◆ Tareas ◆
1. Responde a partir del fragmento sobre el asesinato de Charlie Kirk:
(a) ¿Contra qué advirtió Isaiah Berlin?
(b) ¿Qué se tolera primero, antes de que se normalice la agresividad verbal?
(c) ¿Qué cultura clausura la diferencia en vez de debatirla?
2. Devuelve sin cambios el pasaje del fragmento sobre el asesinato de Charlie Kirk que abre con las palabras que contienen "Advertencia desde Utah" y cierra con "y las instituciones.".

◆ Fragmento para leer ◆
<<<<
Advertencia desde Utah

El asesinato de Charlie Kirk deja bastante más que estupor: instala el temor a disentir, exhibe la cara más oscura de lo humano y normaliza atajos que reducen la política a la fuerza bruta. Pero también desnuda otros males: una cultura de la cancelación que clausura la diferencia en vez de debatirla; la lógica amigo–enemigo que convierte al adversario en una amenaza existencial; la deriva de ciertos discursos hacia una suerte de guerra santa con pretensiones mesiánicas; y la peligrosa convicción de que existe un deber moral de alcanzar la utopía, aun a costa de arrasar las reglas y las instituciones.
El trasfondo filosófico de este clima no es nuevo. Isaiah Berlin advirtió contra el monismo, esa tentación de creer en una sola verdad, una sola forma legítima de organizar la sociedad, un único camino al bien. Cuando la política se somete a esa lógica, todo lo distinto aparece como error, desviación o amenaza. La violencia, entonces, se vuelve el corolario natural: si existe una verdad única, todo medio está justificado para imponerla o evitar su corrupción. Ese impulso mesiánico, que en apariencia persigue fines nobles, termina justificando lo injustificable. Lo peligroso de esta deriva es que puede imponerse sin que seamos conscientes. Primero se tolera la descalificación, luego se normaliza la agresividad verbal, y con el tiempo lo excepcional se convierte en rutina, amparándose en la idea de que el fin justifica, en ciertos casos, traspasar los límites.
>>>>
◆ Material proporcionado ◆
<<<<
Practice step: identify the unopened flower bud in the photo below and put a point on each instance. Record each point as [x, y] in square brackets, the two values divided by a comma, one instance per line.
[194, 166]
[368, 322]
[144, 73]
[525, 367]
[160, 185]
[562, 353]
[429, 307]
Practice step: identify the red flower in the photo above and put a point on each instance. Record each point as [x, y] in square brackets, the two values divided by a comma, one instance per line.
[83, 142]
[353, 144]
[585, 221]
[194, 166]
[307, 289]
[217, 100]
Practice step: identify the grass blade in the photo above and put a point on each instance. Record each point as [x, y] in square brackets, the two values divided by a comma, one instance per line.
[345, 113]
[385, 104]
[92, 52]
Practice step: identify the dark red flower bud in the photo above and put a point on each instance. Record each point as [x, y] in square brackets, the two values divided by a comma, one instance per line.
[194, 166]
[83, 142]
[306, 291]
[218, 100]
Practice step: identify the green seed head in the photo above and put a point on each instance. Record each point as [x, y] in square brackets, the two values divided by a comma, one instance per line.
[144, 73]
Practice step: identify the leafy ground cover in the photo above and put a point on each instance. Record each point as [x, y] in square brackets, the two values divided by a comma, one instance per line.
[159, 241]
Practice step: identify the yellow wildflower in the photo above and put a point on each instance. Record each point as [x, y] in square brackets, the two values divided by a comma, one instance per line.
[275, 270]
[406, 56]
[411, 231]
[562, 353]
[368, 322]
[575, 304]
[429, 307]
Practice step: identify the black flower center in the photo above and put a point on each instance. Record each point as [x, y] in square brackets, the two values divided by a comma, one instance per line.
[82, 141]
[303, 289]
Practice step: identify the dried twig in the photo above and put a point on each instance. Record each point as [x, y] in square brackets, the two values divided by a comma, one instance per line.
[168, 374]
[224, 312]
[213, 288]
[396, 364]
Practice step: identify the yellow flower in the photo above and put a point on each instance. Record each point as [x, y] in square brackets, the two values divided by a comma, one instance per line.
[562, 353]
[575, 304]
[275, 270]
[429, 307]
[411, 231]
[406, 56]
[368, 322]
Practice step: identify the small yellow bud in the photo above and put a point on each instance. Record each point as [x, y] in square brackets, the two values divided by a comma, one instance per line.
>>>>
◆ Respuestas ◆
1.
(a) Contra el monismo.
(b) La descalificación.
(c) La cultura de la cancelación.

2.
Advertencia desde Utah

El asesinato de Charlie Kirk deja bastante más que estupor: instala el temor a disentir, exhibe la cara más oscura de lo humano y normaliza atajos que reducen la política a la fuerza bruta. Pero también desnuda otros males: una cultura de la cancelación que clausura la diferencia en vez de debatirla; la lógica amigo–enemigo que convierte al adversario en una amenaza existencial; la deriva de ciertos discursos hacia una suerte de guerra santa con pretensiones mesiánicas; y la peligrosa convicción de que existe un deber moral de alcanzar la utopía, aun a costa de arrasar las reglas y las instituciones.